# [Text section]
:::::
The American Association of Oral and Maxillofacial Surgeons (AAOMS) supports the bipartisan Ensuring Lasting Smiles Act, which would require all private group and individual health insurance plans to cover medically necessary services resulting from birth defects.
The act was re-introduced on March 16 by US Senators Tammy Baldwin (D-Wis) and Joni Ernst (R-Iowa) along with US Representatives Anna Eshoo (D-Calif) and Drew Ferguson (D-Ga), who also is a dentist.
The legislation (S 754/HR 1916) would address delays and denials in coverage, including plans regulated by the Employee Retirement Income Security Act of 1974, to ensure patients suffering from birth defects, also known as congenital anomalies, receive the treatment they need in a timely manner.
These treatments could include adjunctive dental, orthodontic, or prosthodontic support. The bill excludes coverage for cosmetic surgery to reshape normal structures of the body to improve appearance or self-esteem.
Many private health insurance companies cover preliminary procedures for congenital anomalies, the AAOMS said, but they routinely deny or delay follow-up or corrective procedures, notably dental-related procedures involving orthodontia and dental implants, deeming them cosmetic or covered by dental plans.
Severe dental anomalies are a common symptom of many craniofacial anomaly conditions, but coverage limits in dental plans aren’t nearly as robust as that of health plans, the AAOMS said. As a result, patients often incur significant out of pocket costs on medically necessary reconstructive dental care related to their disorder during their lifetime, the AAOMS said.
“AAOMS is passionate about advocating for health coverage on behalf of our patients with craniofacial anomalies,” said AAOMS president BD Tiner, DDS, MD.
:::::
# [Raw data]
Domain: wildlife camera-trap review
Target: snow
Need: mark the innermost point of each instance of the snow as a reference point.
:::::
# [Task item A]
According to the article on the Ensuring Lasting Smiles Act, on what date was the act re-introduced?
# [Task item B]
Translate this sentence from the article on the Ensuring Lasting Smiles Act into Spanish: "The bill excludes coverage for cosmetic surgery to reshape normal structures of the body to improve appearance or self-esteem."

# [Written response A]
March 16

# [Written response B]
El proyecto de ley excluye la cobertura de la cirugía estética para remodelar estructuras normales del cuerpo con el fin de mejorar la apariencia o la autoestima.